▸ Input records:
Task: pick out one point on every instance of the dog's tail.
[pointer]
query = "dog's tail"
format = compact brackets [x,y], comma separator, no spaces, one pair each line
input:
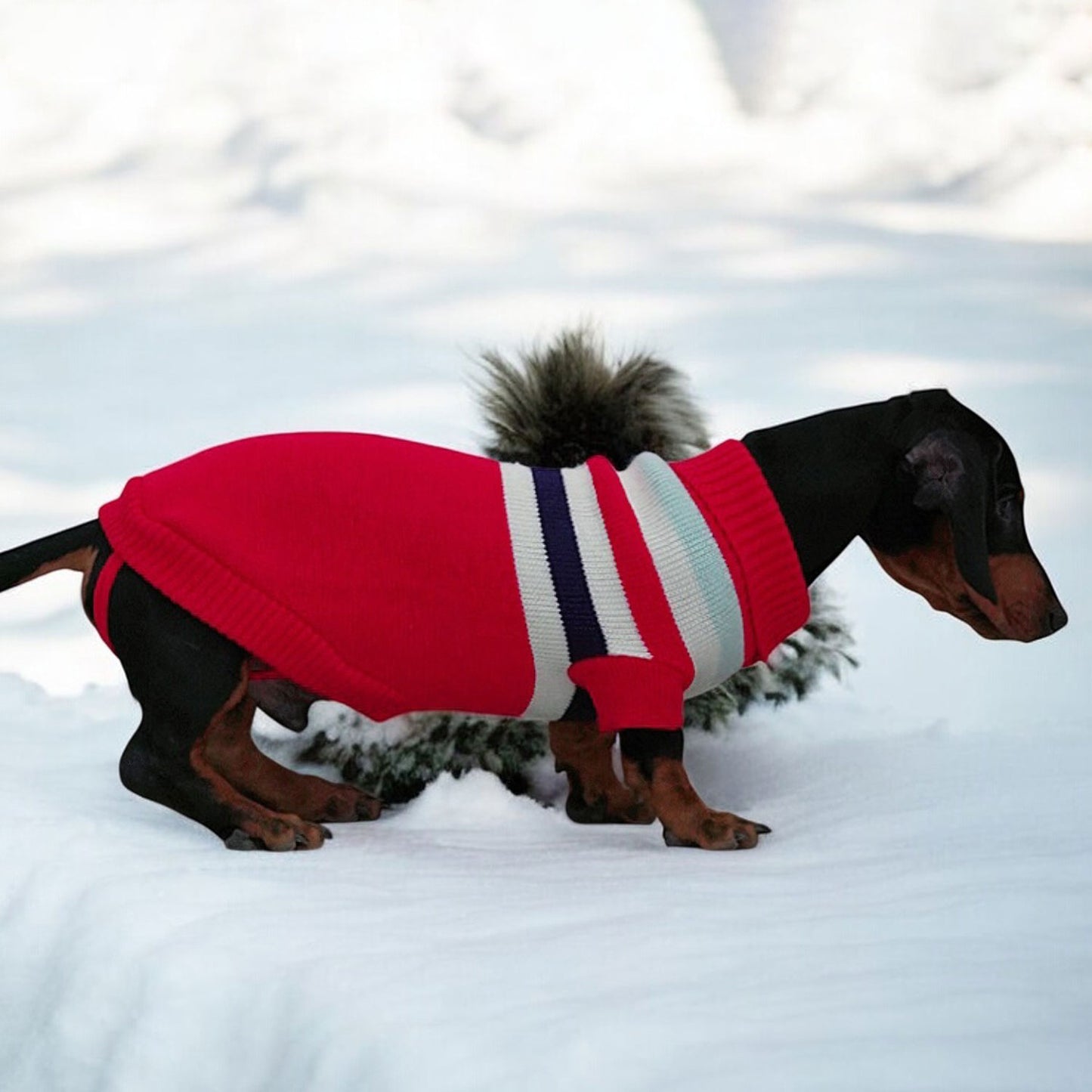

▸ Prompt: Return every line of the records above unchanged, but leave out the pictures.

▸ Answer to the problem:
Task: pick out one point on every instance of the dog's tail.
[pointer]
query = "dog's tail"
format = compact brackets [x,y], comma separator, no spaces, one pair each line
input:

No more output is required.